What you will do: Every line of the material must come back exactly as given.

+++ Data to examine +++

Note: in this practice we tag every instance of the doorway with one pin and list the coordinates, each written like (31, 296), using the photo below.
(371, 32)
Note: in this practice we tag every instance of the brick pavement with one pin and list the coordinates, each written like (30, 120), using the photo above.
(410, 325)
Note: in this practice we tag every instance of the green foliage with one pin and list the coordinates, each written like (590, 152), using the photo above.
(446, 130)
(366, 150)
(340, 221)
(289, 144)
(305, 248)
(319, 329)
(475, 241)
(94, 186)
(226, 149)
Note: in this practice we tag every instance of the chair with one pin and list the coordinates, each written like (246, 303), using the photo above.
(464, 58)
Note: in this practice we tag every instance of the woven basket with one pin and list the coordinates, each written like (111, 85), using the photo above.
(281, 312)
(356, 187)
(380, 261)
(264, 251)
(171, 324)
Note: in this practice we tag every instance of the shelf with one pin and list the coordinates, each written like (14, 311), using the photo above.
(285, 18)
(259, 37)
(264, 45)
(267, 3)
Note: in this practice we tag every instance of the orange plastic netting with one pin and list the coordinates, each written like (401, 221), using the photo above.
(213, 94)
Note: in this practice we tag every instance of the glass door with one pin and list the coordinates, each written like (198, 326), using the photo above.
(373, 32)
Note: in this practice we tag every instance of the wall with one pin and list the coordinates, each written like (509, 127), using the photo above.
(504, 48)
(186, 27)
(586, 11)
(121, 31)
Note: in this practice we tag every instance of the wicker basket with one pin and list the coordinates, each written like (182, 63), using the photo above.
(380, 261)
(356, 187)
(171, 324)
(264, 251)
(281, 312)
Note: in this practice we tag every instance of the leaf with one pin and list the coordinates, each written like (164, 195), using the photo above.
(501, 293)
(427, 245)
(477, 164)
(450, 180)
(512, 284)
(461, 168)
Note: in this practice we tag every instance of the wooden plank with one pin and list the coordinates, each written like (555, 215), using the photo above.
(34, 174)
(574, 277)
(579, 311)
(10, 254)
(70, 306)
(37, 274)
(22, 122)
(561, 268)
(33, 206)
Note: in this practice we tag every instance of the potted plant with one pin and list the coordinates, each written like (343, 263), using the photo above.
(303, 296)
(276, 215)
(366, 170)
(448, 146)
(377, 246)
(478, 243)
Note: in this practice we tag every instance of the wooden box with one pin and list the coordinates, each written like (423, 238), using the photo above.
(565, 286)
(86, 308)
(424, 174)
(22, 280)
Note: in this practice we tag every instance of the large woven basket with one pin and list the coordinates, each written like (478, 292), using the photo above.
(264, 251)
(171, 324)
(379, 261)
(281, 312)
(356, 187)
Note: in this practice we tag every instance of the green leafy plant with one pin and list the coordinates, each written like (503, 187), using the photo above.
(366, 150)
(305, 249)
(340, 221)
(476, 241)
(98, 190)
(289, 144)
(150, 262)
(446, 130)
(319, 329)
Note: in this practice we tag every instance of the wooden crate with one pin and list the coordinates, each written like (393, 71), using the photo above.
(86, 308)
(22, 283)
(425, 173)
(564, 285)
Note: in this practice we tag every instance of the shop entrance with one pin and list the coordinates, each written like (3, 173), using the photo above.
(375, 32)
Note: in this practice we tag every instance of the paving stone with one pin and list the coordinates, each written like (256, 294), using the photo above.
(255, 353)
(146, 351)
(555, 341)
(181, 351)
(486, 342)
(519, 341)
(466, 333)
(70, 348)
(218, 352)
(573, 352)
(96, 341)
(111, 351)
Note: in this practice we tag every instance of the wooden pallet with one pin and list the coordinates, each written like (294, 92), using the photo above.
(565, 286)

+++

Answer for this exercise:
Note: in this practice we tag every instance of the doorway with one pin and list the coordinates, each written like (31, 296), using the photo below.
(371, 32)
Note: in this practice we tag every instance of the brick pavement with one pin and list the coordinates, each written like (30, 120), using the photo above.
(410, 325)
Note: in this practice we tag every instance of the green foliage with one pin and list the coordinates, each written like (590, 152), using the photo above.
(446, 130)
(366, 150)
(340, 221)
(289, 144)
(305, 248)
(319, 329)
(475, 241)
(94, 186)
(226, 149)
Note: in this practice we tag every instance of the chair with one pin and list the coordinates, each written like (246, 303), using the photo above.
(464, 58)
Note: in this practice we tag every instance of the woven basket with one pin and list the coordinates, each written like (111, 85), using the photo above.
(281, 312)
(356, 187)
(380, 261)
(264, 251)
(171, 324)
Note: in this practice we tag every instance of the shelf with one pin and list the coordinates, each written like (14, 311), using the photo above.
(285, 18)
(259, 37)
(264, 45)
(267, 3)
Note: in this practice we tag every instance of the orange plastic netting with one pin and list the coordinates, each written like (401, 221), using the photo above.
(213, 94)
Note: in this practice we tag every instance of the glass door with one pin and list the coordinates, each written like (198, 326), using the photo above.
(373, 32)
Note: in this practice we tag every instance of the wall with one pin and list the coordinates, each written like (509, 127), using the photo above.
(504, 48)
(186, 27)
(586, 11)
(121, 31)
Note: in this practice we tag every instance of the wicker basket with one pin and list the coordinates, each written like (182, 63), using the photo above.
(380, 261)
(356, 187)
(171, 324)
(264, 251)
(281, 312)
Note: in this practice we tag every instance of the leaf with one pin and list the coordinates, each written like (164, 195), using the photo above.
(501, 293)
(427, 245)
(477, 164)
(450, 180)
(512, 284)
(461, 168)
Note: in this practice we tag every instance of the wooden plank with one pin and list the coordinates, each written like (555, 215), using the photo above.
(34, 174)
(574, 277)
(579, 311)
(10, 254)
(70, 306)
(37, 274)
(22, 122)
(561, 268)
(33, 206)
Note: in this practice we tag every instance of the potted plant with one pin and list the coordinates, each written like (343, 263), using the photo above.
(303, 296)
(276, 215)
(366, 170)
(448, 146)
(377, 246)
(478, 243)
Note: in this practice we tag every instance of the wooden box with one pin and list the coordinates, each written like (423, 238), using the photo above.
(565, 286)
(86, 308)
(424, 174)
(22, 280)
Note: in this practice we tag every instance of the large woven basket with one pin and list the coordinates, each written like (478, 292), using the photo above.
(264, 251)
(171, 324)
(379, 261)
(281, 312)
(356, 187)
Note: in this practice we tag every instance of the green leafy plant with one pin and list the coordinates, each written like (503, 187), using the photo above.
(366, 150)
(305, 249)
(340, 221)
(476, 241)
(98, 190)
(289, 144)
(150, 262)
(446, 130)
(319, 329)
Note: in this practice we tag every instance of the wooden crate with one pin and list the coordinates, each written like (393, 71), using the photo above.
(86, 308)
(22, 283)
(425, 173)
(564, 285)
Note: in this practice we tag every instance of the shop entrance with one pin and list the coordinates, each written like (3, 173), using the photo above.
(375, 32)
Note: in this practice we tag every instance of the paving stone with one pin and list the coordinates, each written like (256, 294), using the photo above.
(255, 353)
(146, 351)
(555, 341)
(181, 351)
(486, 342)
(519, 341)
(466, 333)
(70, 348)
(218, 352)
(573, 352)
(96, 341)
(111, 351)
Note: in this practice we tag every instance of the wooden pallet with one pin and list the coordinates, each written like (294, 92), using the photo above.
(565, 286)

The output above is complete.